### Document text
▼

Try to use standard C99 facilities in preference to writing your own low-level algorithms or facilities by hand.

Source

This is a classic toy problem, but we were reminded of it by seeing it in the Go Tour.

Submitting Incomplete Solutions

It's possible to submit an incomplete solution so you can see how others have completed the exercise.

test_word_count.c

#include <stddef.h>
#include <stdlib.h>
#include <string.h>
#include "vendor/unity.h"
#include "../src/word_count.h"

#define STRING_SIZE (MAX_WORD_LENGTH + 1)

word_count_word_t actual_solution[MAX_WORDS];
word_count_word_t expected_solution[MAX_WORDS];
void setUp(void)
{
}

void tearDown(void)
{
}

static void check_solution(word_count_word_t * expected_solution,
                           int expected_word_count,
                           word_count_word_t * actual_solution,
                           int actual_word_count)
{
   // All words counted?
   TEST_ASSERT_EQUAL(expected_word_count, actual_word_count);

   // now test the word count for the words...
   for (int index = 0; index < MAX_WORDS; index++) {
      TEST_ASSERT_EQUAL(expected_solution[index].count,
                        actual_solution[index].count);
      TEST_ASSERT_EQUAL_UINT8_ARRAY(expected_solution[index].text,
                                    actual_solution[index].text, STRING_SIZE);
   }
}

// Tests Start here
void test_word_count_one_word(void)
{
   int index = 0;
   int actual_word_count;
   char *input_text = "word";
   const int expected_word_count = 1;

   // build the expected solution
   memset(expected_solution, 0, sizeof(expected_solution));     // clear to start with a known value

   // fill in the expected words
   expected_solution[index].count = 1;
   strncpy(expected_solution[index++].text, "word", STRING_SIZE);

   actual_word_count = word_count(input_text, actual_solution);

   check_solution(expected_solution,
                  expected_word_count, actual_solution, actual_word_count);
}

void test_word_count_one_of_each_word(void)

▲

### Listing
▼

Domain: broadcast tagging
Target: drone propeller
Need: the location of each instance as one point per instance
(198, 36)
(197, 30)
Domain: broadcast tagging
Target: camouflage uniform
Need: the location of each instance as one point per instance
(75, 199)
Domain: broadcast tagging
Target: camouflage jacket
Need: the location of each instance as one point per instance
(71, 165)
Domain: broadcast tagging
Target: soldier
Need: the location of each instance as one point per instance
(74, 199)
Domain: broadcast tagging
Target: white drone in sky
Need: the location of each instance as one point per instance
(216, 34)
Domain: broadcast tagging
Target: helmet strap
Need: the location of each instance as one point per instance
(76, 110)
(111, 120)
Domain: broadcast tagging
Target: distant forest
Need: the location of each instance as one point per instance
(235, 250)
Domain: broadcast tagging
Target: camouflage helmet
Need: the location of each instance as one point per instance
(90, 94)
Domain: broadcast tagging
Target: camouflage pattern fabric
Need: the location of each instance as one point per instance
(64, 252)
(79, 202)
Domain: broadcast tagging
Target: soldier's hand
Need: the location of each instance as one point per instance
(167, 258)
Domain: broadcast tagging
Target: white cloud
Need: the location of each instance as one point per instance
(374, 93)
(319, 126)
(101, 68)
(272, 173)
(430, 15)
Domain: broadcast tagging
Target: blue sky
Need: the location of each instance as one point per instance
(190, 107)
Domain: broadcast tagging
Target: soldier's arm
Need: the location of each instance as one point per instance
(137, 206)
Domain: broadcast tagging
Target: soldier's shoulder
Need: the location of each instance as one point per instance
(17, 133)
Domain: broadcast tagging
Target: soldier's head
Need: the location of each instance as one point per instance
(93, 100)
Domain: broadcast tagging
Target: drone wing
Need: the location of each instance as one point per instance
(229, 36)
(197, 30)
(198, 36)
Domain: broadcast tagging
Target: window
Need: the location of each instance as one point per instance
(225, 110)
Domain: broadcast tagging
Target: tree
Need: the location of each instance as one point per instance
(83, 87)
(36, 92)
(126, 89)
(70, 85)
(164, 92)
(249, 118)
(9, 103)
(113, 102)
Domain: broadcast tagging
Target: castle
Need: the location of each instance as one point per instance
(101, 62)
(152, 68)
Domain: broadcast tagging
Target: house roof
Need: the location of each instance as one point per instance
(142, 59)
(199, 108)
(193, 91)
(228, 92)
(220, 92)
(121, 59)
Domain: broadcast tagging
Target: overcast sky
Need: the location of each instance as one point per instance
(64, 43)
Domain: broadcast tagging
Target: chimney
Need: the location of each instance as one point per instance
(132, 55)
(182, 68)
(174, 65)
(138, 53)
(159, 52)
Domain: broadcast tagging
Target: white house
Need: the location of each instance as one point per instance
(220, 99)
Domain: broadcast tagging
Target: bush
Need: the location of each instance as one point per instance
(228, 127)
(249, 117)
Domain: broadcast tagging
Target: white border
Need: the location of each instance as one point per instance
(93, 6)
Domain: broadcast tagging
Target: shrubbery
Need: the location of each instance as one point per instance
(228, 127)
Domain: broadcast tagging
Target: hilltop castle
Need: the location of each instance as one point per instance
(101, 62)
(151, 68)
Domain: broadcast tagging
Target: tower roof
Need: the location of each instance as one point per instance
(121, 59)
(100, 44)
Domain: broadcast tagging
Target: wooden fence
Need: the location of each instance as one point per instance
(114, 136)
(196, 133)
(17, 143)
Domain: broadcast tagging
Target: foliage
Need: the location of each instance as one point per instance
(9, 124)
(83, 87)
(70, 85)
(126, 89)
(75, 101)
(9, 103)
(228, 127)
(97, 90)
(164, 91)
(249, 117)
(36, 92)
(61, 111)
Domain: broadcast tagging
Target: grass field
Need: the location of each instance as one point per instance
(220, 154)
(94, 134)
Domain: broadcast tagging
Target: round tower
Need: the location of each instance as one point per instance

▲
▼

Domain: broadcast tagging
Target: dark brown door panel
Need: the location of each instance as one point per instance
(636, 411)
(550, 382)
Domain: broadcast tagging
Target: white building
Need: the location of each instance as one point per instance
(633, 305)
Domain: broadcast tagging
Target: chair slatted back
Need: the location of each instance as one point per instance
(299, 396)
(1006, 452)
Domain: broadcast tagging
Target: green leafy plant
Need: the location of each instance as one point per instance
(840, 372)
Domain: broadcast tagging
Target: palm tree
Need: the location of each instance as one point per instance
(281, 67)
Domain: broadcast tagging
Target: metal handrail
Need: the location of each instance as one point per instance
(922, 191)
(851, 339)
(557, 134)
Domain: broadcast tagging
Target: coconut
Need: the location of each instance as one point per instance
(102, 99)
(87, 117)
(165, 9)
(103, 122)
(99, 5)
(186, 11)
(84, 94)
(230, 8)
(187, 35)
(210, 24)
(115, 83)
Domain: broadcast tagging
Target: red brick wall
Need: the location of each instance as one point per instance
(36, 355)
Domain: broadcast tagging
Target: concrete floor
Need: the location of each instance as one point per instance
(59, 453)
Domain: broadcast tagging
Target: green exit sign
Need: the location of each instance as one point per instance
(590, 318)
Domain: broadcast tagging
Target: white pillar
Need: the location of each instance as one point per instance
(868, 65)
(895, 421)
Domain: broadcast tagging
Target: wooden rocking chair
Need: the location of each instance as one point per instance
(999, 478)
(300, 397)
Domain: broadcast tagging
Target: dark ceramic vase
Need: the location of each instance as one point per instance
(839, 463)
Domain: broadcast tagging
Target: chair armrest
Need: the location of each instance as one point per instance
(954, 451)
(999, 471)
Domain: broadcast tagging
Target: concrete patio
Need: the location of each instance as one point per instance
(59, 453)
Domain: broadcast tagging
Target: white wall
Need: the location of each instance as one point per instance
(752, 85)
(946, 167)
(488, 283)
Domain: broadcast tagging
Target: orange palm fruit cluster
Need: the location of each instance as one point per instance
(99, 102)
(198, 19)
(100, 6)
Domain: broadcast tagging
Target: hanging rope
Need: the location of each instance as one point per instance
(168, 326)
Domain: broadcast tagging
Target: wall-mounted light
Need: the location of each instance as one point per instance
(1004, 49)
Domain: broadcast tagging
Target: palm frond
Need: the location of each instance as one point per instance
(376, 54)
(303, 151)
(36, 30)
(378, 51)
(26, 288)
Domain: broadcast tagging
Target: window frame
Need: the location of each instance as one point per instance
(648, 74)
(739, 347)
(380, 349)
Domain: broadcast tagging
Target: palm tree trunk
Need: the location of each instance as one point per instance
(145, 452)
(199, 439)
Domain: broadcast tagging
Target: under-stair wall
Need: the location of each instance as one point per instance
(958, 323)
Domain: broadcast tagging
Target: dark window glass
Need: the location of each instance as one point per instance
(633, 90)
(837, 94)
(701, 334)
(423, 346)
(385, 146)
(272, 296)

▲
▼

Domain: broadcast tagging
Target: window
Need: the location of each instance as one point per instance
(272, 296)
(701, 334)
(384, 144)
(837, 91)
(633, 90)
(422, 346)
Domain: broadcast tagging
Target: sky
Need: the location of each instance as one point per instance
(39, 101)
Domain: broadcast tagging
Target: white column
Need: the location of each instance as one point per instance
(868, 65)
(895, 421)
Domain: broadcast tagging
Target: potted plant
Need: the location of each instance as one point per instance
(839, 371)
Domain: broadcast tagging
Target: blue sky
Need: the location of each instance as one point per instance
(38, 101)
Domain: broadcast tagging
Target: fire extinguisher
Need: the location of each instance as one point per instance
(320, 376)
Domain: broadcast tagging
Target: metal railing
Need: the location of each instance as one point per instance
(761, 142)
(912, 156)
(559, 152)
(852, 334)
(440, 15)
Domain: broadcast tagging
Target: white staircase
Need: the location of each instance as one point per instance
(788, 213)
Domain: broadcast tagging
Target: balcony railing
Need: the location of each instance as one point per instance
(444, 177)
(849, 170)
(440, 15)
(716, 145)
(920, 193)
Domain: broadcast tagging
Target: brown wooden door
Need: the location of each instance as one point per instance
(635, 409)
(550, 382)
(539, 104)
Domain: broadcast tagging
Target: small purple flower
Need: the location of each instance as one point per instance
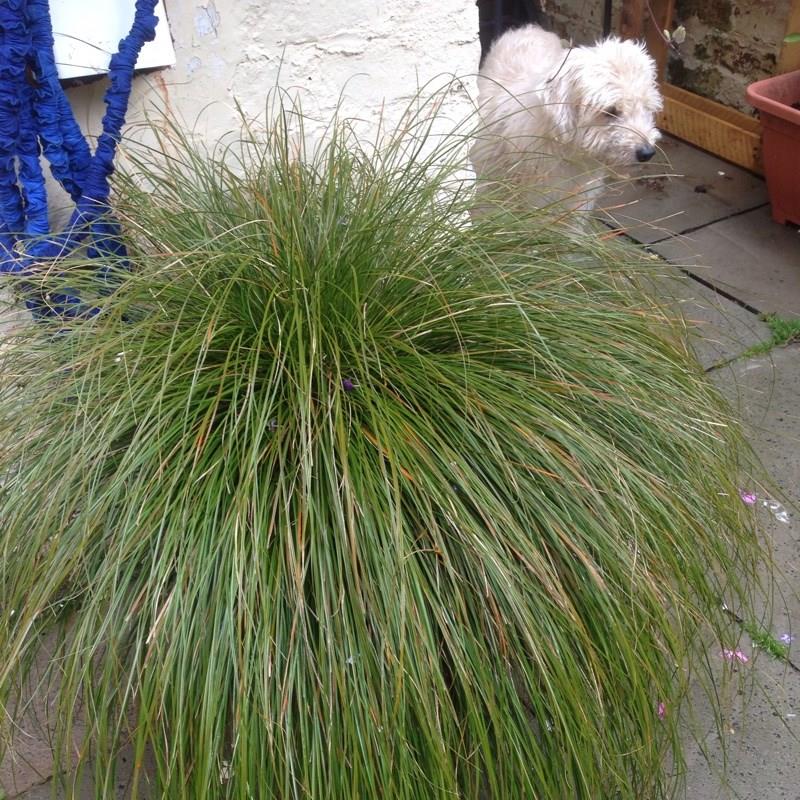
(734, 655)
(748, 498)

▲

### Task instructions
• A. Answer these from the word count exercise text, one answer per line, marked the same way:
(i) Which C standard's facilities does the text recommend over hand-written low-level code?
(ii) Where does the text say this toy problem was seen?
(iii) What input string does test_word_count_one_word pass to word_count?
• B. Update the word count exercise text from "#include <stddef.h>" to "void setUp(void)", replacing "STRING_SIZE" with "WORD_BUFFER_SIZE" throughout that span.
• C. Go on with the word count exercise text from the point where it stops.

### Answers for the tasks
• A.
(i) C99
(ii) In the Go Tour
(iii) "word"

• B.
#include <stddef.h>
#include <stdlib.h>
#include <string.h>
#include "vendor/unity.h"
#include "../src/word_count.h"

#define WORD_BUFFER_SIZE (MAX_WORD_LENGTH + 1)

word_count_word_t actual_solution[MAX_WORDS];
word_count_word_t expected_solution[MAX_WORDS];
void setUp(void)

• C.
{
   TEST_IGNORE();               // delete this line to run test
   int index = 0;
   int actual_word_count;
   char *input_text = "one of each";
   const int expected_word_count = 3;

   // build the expected solution
   memset(expected_solution, 0, sizeof(expected_solution));     // clear to start with a known value

   // fill in the expected words
   expected_solution[index].count = 1;
   strncpy(expected_solution[index++].text, "one", STRING_SIZE);

   expected_solution[index].count = 1;
   strncpy(expected_solution[index++].text, "of", STRING_SIZE);

   expected_solution[index].count = 1;
   strncpy(expected_solution[index++].text, "each", STRING_SIZE);

   actual_word_count = word_count(input_text, actual_solution);

   check_solution(expected_solution,
                  expected_word_count, actual_solution, actual_word_count);
}

void test_word_count_multiple_occurrences_of_a_word(void)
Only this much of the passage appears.